Instructions for the task » Please filter the entries for the word "road" and copy every line that has it.

Dataset records
- Opening Delimiter -

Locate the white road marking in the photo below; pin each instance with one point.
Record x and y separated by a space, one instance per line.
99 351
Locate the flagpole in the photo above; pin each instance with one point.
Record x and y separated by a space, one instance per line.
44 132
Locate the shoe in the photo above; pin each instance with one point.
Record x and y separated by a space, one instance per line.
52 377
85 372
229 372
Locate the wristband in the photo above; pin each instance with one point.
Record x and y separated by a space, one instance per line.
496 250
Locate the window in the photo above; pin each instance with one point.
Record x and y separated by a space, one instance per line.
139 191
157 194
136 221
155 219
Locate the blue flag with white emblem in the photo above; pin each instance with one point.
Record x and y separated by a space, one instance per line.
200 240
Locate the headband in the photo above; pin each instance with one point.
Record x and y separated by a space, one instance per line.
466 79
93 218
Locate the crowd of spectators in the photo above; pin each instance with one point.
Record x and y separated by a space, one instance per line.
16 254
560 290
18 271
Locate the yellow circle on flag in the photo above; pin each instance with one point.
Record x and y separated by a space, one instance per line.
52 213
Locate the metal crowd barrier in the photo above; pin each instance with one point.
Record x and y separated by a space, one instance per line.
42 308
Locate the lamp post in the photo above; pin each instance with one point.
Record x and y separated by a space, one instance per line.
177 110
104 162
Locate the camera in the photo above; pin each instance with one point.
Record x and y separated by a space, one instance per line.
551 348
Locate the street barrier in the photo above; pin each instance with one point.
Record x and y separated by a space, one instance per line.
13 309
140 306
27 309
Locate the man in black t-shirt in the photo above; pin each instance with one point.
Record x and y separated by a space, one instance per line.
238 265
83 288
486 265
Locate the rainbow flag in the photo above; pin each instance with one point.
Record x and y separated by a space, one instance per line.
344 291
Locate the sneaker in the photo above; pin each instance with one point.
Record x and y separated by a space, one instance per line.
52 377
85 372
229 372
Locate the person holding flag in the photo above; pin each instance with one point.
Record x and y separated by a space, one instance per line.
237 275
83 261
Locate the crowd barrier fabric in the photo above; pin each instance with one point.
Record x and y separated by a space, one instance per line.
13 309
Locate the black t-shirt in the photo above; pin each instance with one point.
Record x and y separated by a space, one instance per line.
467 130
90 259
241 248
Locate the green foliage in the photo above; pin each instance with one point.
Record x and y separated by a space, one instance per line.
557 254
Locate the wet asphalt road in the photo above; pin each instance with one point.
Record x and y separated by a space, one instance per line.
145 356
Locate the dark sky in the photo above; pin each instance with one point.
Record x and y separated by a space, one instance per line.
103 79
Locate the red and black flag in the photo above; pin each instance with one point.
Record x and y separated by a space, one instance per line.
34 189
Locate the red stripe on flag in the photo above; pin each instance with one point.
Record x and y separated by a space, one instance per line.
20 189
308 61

- Closing Delimiter -

Exercise solution »
Locate the white road marking in the photo below; pin each instance with one point.
Locate the wet asphalt road in the photo above; pin each instance with one point.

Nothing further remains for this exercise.